▶ WHAT IS NEEDED: Copy every one of the records below word for word, keeping each line as it stands.

▶ MATERIAL SUPPLIED:
○ ○ ○

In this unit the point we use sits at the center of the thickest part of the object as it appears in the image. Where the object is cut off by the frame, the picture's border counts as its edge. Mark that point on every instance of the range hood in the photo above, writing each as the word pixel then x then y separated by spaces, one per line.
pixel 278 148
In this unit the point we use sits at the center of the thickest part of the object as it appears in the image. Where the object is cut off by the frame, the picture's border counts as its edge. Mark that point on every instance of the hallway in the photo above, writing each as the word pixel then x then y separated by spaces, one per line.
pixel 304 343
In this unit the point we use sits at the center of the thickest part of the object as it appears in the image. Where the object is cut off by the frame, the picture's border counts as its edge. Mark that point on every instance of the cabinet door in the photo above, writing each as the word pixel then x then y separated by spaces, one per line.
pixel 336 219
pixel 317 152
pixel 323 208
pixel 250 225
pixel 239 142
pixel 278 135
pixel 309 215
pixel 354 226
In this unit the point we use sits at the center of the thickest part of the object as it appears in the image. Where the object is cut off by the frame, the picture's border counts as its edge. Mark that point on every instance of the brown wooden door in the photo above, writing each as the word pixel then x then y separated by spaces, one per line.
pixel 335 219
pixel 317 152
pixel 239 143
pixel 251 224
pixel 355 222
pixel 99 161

○ ○ ○

▶ EXPECTED ANSWER:
In this unit the point we use sits at the center of the thickest part of the object as it appears in the image. Where the object is cut off by the frame, the picture's border counts as its edge. Mark that point on every instance of the range hood in the photo above, writing each as the word pixel then x then y separated by spaces, one per line.
pixel 278 148
In this unit the point we use sits at the center of the thickest part of the object as it appears in the image. Where the object is cut off by the frame, the picture's border counts as its edge. Mark that point on every instance of the hallway in the photo above, writing each as the word pixel then x then y separated by spaces, one per line.
pixel 304 343
In this unit the point we use sits at the center of the thickest part of the object as it appears in the image. Where the object is cut off by the frame, the picture's border counts as its edge. Mark that point on every instance of the cabinet door in the photo above, writing each as the word pixel then x then y separated by spaces, one per line.
pixel 336 219
pixel 317 152
pixel 323 208
pixel 250 225
pixel 239 142
pixel 278 135
pixel 309 215
pixel 354 226
In this unit the point we use sits at the center of the thickest part of the object as it appears in the image. Where the object is cut off by the frame, the picture's border counts as its edge. Mark that point on every instance of the brown wooden door in the photo above, writing each as the word pixel then x then y separated by spaces, one per line.
pixel 335 219
pixel 317 152
pixel 239 143
pixel 251 224
pixel 355 222
pixel 99 161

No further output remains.